<<<<

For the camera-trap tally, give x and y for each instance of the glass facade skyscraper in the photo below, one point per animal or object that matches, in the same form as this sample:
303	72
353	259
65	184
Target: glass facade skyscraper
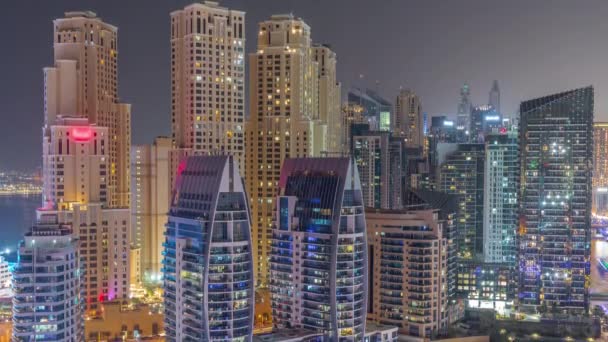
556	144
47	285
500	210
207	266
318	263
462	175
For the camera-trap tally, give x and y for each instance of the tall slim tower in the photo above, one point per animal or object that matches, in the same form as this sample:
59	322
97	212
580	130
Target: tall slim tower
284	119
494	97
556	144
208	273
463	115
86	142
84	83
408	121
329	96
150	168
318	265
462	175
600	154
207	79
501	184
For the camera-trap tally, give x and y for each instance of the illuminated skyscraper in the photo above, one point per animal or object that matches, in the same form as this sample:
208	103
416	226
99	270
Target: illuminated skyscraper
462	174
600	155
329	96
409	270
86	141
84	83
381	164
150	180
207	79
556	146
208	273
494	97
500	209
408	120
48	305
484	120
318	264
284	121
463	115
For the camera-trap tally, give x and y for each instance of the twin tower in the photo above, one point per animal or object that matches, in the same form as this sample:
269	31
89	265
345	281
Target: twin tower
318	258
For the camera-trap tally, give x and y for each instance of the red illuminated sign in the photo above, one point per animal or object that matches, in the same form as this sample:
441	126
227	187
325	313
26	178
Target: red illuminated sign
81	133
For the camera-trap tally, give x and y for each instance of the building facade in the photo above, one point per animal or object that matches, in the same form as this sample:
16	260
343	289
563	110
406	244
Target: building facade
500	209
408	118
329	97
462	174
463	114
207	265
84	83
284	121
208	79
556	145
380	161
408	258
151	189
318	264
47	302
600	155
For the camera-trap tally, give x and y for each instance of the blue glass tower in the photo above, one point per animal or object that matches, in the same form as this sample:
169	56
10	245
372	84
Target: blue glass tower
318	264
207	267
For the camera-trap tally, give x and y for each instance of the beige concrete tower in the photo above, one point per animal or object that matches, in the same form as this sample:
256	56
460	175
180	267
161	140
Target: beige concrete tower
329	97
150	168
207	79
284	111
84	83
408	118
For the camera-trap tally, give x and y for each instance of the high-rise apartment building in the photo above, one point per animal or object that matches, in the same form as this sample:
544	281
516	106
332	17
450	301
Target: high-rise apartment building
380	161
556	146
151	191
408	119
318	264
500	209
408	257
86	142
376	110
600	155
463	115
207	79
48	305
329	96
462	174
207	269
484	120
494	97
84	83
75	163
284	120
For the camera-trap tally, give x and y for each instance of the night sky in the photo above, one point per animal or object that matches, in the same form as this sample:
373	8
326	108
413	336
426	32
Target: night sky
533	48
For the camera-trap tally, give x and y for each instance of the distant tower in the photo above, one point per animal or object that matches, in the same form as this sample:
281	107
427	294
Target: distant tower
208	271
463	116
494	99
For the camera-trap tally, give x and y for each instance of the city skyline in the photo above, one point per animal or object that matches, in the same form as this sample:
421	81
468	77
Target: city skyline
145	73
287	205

>>>>

## [Work order]
Transcribe the listing above in full. Pictures are not part of the copy.

## [Exercise result]
For the camera-trap tally, give x and y for each instance of the glass facade skyscraper in the photo below, one point per animal or object that matches, in the same form as this sample:
303	72
353	259
65	184
Target: glass facade skyscraper
556	144
47	285
500	210
207	266
318	263
462	175
For the camera-trap tally, give x and y for each instance of the tall slim tower in the photo above, one point per animal or object that matches, in the same form as this sample:
59	322
97	212
580	130
Target: tall slim tower
284	119
494	97
556	144
208	273
463	115
86	142
84	83
408	121
329	96
150	168
318	265
462	175
600	154
207	79
501	184
For the camera-trap tally, give x and y for each instance of the illuminated skyscraper in the photo above, one point per animal or object that matches, in the same form as this sample:
208	103
416	226
99	270
Target: illuminated skyscraper
462	174
600	155
329	96
409	270
86	141
84	83
381	164
150	180
207	79
556	146
208	273
494	97
500	209
408	120
48	305
484	120
318	264
284	121
463	115
For the camera-trap tally, give x and y for each instance of the twin tower in the photo above, one point per animal or object that matches, in the same form as this sample:
269	31
89	265
345	281
Target: twin tower
318	258
For the camera-trap tally, give x and y for each instance of the red illuminated sign in the photo above, one point per animal or object that matches, in the same form as this sample:
441	126
227	187
325	313
26	178
Target: red illuminated sign
81	133
For the camera-trap tally, give x and y for each instance of the building facade in the photo above, one point per animal or object that matches, in the same form as this sample:
16	260
343	289
563	110
406	244
Target: building facade
500	209
408	118
329	97
462	174
463	114
207	265
84	83
284	121
208	79
556	145
380	161
408	258
151	189
318	264
47	302
600	155
For the camera-trap tally, give x and y for each instance of the blue glass tower in the photo above, one point per animal or object that matches, in the same form as this sample:
169	56
10	245
372	84
Target: blue glass tower
318	264
207	267
For the camera-trap tally, give x and y for each instance of the beige concrete tower in the photo above, one point per animal or object that matches, in the same form as this sample:
256	56
460	175
180	267
161	140
Target: beige concrete tower
329	97
150	168
207	79
284	111
84	83
408	118
For the camera-trap tally, give x and y for each instance of the high-rise apartment building in the photo above, one point per animal or object that matches, in the same form as this sample:
544	281
516	106
332	17
450	301
Target: high-rise apartment building
380	161
556	146
151	191
408	119
318	264
500	209
408	257
86	142
376	110
600	155
463	115
207	79
48	305
329	96
462	174
207	269
484	120
494	97
84	83
75	163
284	120
For the camera-trap tally, give x and y for each instance of the night sky in the photo above, one point per animal or object that matches, in the same form as this sample:
373	8
326	108
413	336
426	32
Target: night sky
533	48
For the camera-trap tally, give x and y for each instance of the distant tower in the photo above, one point per animal or object that matches, in the same form as this sample:
281	107
427	294
Target: distant tower
208	271
463	116
494	99
For the camera-trap tally, give x and y for each instance of the city skyline in the photo above, one point per animal or object that matches, in the same form as this sample:
421	81
468	77
Target: city skyline
145	73
287	205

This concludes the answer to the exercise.